> Prompt: From the note on truthfulness versus honesty below, copy out every sentence that ends with a question mark.

(Beginning of Supplied text)

Language Understanding and Pragmatics Psychology and Social Cognition

Can a model be truthful without actually being honest?

Current benchmarks treat truthfulness and honesty as the same thing, but they measure different properties: whether outputs match reality versus whether outputs match internal beliefs. What happens if they diverge?

Note · 2026-02-23 · sourced from MechInterp
What kind of thing is an LLM really? How should researchers navigate LLM reasoning research?

The RepE paper makes a precise distinction: a truthful model avoids asserting false statements (output matches reality). An honest model asserts what it believes (output matches internal representations). These are different evaluation targets.

A truthful model that asserts S requires S to be factually correct — regardless of whether the model "believes" S. An honest model that asserts S requires the model to believe S — regardless of whether S is correct. A model can be honest but wrong (it believes something false), or truthful but dishonest (it states truth while "believing" something different).

Current truthfulness benchmarks (like TruthfulQA) only check factual correctness of outputs. They cannot distinguish between two types of failures:

  1. Capability failures — the model expresses its beliefs, which happen to be wrong
  2. Dishonesty — the model does not faithfully convey its internal representations

This has a counterintuitive scaling implication: under constant honesty levels, larger models should improve on truthfulness benchmarks simply through better capabilities. If observed improvement doesn't match the capability improvement rate, honesty may actually be declining. Larger models may be less honest despite being more truthful — a possibility current evaluation frameworks cannot detect.

(End of Supplied text)
(Beginning of Information supplied)

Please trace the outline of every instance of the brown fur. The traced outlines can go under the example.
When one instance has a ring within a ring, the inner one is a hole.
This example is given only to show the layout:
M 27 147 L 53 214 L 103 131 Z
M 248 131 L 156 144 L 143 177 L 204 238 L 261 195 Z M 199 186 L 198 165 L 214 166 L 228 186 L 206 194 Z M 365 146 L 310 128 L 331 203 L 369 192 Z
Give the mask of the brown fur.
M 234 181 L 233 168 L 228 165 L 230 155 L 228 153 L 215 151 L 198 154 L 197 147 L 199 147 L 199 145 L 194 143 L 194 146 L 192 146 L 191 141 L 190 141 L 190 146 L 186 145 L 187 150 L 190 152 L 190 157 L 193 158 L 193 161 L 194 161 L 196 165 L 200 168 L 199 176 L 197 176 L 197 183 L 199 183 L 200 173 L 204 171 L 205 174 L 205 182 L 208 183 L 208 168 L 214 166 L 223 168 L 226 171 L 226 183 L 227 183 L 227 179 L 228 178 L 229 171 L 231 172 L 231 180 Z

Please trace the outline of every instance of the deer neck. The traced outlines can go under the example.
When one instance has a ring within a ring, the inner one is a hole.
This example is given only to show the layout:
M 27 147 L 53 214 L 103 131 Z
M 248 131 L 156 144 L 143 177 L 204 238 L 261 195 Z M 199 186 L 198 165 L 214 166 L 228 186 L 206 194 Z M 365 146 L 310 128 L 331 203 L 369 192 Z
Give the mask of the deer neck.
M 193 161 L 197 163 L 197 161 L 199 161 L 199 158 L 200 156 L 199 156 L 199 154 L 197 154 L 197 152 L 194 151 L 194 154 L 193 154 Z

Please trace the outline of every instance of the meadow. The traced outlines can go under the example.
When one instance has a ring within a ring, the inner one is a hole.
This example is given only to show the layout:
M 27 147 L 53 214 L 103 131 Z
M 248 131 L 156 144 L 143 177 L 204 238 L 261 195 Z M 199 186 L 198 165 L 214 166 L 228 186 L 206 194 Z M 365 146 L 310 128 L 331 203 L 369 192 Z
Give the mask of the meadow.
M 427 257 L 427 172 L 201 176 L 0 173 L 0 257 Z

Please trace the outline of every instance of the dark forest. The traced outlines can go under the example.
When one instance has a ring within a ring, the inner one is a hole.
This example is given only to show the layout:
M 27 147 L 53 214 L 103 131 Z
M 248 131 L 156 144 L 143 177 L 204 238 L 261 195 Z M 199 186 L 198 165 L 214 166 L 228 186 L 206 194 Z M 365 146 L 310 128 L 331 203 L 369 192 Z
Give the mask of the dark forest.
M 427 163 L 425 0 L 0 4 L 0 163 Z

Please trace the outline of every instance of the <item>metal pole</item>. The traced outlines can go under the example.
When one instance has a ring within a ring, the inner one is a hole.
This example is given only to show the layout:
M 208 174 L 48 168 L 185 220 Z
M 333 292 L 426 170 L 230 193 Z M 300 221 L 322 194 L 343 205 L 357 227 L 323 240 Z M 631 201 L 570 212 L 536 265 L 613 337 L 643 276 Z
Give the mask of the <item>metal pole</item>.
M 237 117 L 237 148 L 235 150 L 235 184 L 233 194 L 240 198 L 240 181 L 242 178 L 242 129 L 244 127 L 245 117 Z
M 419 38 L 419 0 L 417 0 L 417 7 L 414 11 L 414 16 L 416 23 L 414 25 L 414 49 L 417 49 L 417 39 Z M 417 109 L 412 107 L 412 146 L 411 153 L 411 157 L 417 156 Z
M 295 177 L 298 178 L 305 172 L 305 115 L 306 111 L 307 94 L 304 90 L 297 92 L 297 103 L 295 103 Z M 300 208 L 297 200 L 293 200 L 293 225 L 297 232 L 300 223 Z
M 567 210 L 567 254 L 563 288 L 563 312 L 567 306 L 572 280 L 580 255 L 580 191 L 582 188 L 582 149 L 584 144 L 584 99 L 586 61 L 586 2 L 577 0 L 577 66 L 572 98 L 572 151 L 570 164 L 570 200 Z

(End of Information supplied)

> Result of the exercise:
Can a model be truthful without actually being honest?
What happens if they diverge?
What kind of thing is an LLM really?
How should researchers navigate LLM reasoning research?